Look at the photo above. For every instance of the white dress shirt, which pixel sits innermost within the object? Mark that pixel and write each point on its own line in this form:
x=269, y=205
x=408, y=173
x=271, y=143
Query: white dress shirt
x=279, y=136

━━━━

# [Work task]
What is needed is a word-for-word restatement of all the data.

# [Answer to this task]
Look at the photo above. For every instance of the white dress shirt, which pixel sits innermost within the object? Mark that pixel and write each point on its own line in this form:
x=269, y=205
x=408, y=173
x=271, y=143
Query: white dress shirt
x=279, y=136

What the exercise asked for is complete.